> _Reading text_
>>

Like the Bullet-Proof Software and Atari versions, this one has music with Russian folk flavor. Music 1 is “Dance of the Sugar Plum Fairy” from Pyotr Tchaikovsky’s ballet, The Nutcracker. Music 2 is an original composition, but still retains the Russian sound. Music 3 is another original, but is also recognizable as the song that played when Nintendo put you on hold at the time. Of these, I typically go with Music 1 most often. Also, the victory music for Game B is the “Toreador Song” from Georges Bizet‘s opera, Carmen. Unfortunately, it does not contain “Korobeiniki“ like the Game Boy version does.
Gameplay-wise this version uses the Nintendo Rotation System and lacks a hard drop, but does use soft drop. It also has a Game B which plays similarly to games using the height option from the Mirrorsoft/Spectrum HoloByte version. It spawns garbage blocks up to a specified height and challenges you to clear a certain number of lines. Depending on the height and difficulty you select, you get different victory screens, with the hardest ones showing several Nintendo characters. Game A also has a victory screen if you get a high enough score, showing a rocket being launched.

<<

Entries drawn from a collection
>>

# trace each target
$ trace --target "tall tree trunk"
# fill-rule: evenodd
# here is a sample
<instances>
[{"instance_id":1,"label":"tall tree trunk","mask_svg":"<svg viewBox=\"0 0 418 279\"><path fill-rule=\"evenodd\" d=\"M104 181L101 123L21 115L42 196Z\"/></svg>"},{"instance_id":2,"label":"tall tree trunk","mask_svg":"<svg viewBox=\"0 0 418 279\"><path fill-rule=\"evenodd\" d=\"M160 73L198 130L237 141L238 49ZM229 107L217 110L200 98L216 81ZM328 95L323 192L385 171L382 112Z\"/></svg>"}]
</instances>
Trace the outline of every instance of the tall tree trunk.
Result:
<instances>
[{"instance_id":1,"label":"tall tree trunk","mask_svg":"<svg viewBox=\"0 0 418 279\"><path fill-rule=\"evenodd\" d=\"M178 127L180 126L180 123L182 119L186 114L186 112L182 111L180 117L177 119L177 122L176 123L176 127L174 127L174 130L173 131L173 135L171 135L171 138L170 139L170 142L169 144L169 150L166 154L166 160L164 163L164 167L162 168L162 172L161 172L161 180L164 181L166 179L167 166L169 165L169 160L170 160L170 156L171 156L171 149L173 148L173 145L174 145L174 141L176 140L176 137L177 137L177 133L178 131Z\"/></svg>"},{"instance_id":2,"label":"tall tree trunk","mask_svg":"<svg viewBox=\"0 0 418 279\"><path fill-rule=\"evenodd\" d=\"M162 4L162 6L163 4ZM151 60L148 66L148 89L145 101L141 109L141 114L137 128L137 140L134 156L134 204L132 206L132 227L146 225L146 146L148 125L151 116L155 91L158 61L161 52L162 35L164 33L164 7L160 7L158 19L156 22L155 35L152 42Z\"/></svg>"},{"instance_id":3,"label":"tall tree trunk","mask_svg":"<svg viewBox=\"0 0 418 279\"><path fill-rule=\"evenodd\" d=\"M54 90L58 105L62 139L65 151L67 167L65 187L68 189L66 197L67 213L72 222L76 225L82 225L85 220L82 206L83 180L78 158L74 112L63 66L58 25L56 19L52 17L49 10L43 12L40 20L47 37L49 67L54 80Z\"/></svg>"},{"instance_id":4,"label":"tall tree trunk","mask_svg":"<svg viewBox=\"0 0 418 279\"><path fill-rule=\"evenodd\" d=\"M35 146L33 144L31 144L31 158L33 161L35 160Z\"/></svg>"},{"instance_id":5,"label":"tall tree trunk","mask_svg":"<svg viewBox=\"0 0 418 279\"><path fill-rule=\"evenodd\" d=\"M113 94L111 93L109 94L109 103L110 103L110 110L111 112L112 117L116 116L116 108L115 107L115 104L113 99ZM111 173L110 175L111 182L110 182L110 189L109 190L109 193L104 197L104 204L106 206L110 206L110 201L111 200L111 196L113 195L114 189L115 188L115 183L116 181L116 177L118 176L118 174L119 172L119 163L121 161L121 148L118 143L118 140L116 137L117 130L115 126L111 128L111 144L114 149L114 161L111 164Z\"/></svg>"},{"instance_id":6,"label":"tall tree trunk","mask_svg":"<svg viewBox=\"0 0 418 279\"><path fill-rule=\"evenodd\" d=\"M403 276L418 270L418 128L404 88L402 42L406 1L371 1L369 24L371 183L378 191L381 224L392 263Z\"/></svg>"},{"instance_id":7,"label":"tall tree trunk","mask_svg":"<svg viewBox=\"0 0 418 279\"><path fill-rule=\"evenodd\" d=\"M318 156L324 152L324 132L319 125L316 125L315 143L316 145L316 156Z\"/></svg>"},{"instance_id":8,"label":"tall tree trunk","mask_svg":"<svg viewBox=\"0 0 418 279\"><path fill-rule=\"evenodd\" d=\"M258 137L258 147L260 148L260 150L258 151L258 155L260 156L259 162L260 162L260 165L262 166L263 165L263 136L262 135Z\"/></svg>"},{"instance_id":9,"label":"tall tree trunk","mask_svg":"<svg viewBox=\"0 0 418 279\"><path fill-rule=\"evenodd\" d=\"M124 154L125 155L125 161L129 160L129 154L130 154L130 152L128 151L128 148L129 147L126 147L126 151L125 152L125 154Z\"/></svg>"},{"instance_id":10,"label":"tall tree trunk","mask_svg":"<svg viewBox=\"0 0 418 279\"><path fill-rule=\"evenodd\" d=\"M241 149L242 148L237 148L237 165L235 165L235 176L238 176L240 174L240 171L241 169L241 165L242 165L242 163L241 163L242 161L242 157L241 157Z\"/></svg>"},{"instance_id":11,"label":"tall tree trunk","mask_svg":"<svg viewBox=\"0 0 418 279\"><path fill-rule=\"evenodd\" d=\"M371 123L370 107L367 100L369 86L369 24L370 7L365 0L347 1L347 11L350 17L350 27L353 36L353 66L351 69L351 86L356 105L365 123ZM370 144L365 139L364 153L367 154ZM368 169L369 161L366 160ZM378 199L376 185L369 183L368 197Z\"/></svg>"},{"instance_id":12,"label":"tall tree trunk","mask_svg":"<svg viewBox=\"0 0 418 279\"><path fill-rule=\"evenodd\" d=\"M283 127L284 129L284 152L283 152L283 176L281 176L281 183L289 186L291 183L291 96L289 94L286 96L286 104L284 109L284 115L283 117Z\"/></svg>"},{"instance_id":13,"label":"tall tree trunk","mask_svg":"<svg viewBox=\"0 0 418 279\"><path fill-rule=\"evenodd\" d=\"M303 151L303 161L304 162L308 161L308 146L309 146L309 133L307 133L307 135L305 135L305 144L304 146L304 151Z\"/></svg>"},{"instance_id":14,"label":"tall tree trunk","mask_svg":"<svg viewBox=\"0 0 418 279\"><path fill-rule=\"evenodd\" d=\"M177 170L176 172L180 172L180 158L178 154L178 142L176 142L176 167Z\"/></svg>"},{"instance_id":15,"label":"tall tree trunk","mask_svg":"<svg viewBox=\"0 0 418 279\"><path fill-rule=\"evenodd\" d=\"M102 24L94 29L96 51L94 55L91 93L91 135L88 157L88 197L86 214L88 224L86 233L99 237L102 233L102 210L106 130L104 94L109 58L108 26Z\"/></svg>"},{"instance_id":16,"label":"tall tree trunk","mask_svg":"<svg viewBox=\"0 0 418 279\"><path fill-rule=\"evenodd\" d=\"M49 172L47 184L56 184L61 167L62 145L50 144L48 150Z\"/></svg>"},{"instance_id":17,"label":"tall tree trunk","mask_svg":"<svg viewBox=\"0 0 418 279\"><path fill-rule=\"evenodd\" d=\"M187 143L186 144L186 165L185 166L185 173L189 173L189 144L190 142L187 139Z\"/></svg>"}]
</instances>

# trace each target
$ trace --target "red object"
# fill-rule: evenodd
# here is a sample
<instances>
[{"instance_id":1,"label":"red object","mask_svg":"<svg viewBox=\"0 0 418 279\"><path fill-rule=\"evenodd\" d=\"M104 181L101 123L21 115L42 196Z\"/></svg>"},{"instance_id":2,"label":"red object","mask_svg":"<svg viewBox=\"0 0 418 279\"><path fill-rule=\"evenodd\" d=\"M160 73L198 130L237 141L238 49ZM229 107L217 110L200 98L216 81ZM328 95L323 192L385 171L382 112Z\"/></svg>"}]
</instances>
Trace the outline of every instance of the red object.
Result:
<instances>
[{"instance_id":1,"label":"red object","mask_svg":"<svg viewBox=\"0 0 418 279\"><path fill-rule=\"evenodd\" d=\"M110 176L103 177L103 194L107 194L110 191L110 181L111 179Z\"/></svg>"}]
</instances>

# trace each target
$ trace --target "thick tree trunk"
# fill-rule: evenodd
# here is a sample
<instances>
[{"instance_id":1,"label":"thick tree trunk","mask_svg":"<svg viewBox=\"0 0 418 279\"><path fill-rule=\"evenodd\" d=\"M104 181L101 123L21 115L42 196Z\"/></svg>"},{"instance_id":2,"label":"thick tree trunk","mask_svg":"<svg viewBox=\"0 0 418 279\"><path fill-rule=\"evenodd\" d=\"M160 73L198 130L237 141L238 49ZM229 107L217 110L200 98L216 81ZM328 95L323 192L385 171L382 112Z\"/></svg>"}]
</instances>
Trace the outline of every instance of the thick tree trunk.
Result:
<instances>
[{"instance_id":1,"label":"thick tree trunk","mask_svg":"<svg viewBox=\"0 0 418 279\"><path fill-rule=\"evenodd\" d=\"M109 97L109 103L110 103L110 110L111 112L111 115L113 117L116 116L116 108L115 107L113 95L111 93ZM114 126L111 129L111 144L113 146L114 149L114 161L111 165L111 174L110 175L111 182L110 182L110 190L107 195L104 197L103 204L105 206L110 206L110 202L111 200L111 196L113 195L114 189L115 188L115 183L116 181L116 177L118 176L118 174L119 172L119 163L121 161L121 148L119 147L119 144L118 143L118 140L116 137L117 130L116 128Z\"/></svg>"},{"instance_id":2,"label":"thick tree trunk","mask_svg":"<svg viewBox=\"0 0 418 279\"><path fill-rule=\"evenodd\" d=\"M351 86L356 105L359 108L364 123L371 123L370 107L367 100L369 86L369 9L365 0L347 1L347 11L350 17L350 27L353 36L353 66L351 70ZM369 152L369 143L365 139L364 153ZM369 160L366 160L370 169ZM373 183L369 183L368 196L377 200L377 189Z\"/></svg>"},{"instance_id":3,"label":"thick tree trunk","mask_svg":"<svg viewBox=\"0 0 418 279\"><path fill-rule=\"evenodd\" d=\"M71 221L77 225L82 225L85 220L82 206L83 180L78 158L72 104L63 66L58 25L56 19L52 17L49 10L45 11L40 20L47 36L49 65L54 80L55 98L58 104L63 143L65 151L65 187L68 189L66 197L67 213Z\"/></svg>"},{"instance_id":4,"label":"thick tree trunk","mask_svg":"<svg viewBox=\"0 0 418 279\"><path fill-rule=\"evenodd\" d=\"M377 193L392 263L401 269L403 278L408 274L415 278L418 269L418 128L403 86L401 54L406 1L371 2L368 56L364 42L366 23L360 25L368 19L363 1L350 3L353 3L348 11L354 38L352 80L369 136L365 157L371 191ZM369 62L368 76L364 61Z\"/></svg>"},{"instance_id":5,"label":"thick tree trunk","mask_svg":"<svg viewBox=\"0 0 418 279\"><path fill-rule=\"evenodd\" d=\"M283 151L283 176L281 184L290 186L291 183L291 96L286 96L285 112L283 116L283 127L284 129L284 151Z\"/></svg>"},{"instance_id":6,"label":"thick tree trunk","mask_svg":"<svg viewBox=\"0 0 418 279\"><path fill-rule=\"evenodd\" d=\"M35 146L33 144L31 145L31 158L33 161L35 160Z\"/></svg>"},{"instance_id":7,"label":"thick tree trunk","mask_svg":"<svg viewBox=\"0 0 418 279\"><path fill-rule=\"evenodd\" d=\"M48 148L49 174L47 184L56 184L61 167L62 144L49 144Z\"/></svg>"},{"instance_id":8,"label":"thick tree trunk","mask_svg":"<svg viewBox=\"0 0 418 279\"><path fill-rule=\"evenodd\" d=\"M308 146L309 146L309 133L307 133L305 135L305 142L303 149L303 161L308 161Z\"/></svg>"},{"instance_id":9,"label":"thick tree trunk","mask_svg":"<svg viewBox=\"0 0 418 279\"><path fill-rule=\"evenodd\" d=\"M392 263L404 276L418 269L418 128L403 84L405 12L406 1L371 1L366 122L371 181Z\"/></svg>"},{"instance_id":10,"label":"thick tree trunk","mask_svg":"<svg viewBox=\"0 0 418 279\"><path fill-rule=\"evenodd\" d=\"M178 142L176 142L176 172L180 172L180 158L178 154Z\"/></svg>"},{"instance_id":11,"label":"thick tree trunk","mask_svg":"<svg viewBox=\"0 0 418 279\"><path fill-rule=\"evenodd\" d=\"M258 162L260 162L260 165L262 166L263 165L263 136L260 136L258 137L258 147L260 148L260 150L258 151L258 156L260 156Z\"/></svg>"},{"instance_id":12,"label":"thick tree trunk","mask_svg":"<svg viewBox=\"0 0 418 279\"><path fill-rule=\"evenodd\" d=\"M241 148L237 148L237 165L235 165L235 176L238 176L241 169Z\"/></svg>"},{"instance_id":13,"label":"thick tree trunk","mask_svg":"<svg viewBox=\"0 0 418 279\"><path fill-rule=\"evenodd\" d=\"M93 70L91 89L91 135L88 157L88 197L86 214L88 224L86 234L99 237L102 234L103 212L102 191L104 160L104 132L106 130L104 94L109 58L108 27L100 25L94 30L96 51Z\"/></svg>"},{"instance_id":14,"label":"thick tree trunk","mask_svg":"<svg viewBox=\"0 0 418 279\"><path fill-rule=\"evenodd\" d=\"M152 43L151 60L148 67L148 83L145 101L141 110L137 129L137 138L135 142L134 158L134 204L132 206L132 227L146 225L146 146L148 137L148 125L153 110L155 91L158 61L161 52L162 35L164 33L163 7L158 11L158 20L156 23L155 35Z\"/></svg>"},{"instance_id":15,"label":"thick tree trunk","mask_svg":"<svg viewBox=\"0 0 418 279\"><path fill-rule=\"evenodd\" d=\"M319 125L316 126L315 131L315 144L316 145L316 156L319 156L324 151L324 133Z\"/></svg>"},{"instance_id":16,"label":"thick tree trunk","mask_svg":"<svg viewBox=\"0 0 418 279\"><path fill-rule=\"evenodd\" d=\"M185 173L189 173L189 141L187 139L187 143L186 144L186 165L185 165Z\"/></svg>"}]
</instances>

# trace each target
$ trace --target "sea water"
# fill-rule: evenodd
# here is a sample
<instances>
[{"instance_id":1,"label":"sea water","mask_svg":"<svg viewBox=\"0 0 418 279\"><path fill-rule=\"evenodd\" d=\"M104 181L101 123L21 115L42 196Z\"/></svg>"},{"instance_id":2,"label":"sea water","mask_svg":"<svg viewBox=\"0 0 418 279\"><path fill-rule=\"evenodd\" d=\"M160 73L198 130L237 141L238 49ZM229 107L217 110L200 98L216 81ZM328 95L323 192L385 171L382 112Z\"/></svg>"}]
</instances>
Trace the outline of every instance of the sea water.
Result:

<<

> _Required actions_
(A) Set down the text about the game's music and gameplay word for word, starting with "Gameplay-wise this version" and going on through "rocket being launched.".
(B) Supply the next part of the text about the game's music and gameplay, picking up right after its last sentence.
None of the listing is needed for the work here.

> _Answers for the exercise_
(A)
Gameplay-wise this version uses the Nintendo Rotation System and lacks a hard drop, but does use soft drop. It also has a Game B which plays similarly to games using the height option from the Mirrorsoft/Spectrum HoloByte version. It spawns garbage blocks up to a specified height and challenges you to clear a certain number of lines. Depending on the height and difficulty you select, you get different victory screens, with the hardest ones showing several Nintendo characters. Game A also has a victory screen if you get a high enough score, showing a rocket being launched.

(B)
With its solid gameplay and presentation, this ended up being the version that I played the longest. I even ended up getting some halfway not terrible scores. It also helped that the Retro Achievements site that I used actually had some cheevos for this game that did a good job of encouraging me to shoot for better scores. The only real drawback to this version is it lacks the multiplayer modes seen in the Game Boy version, but these modes were added to the port of this version included in Tetris & Dr. Mario, so it’s not a total wash. Overall, this is probably among the best of the early Tetris versions.
Tengen version (NES)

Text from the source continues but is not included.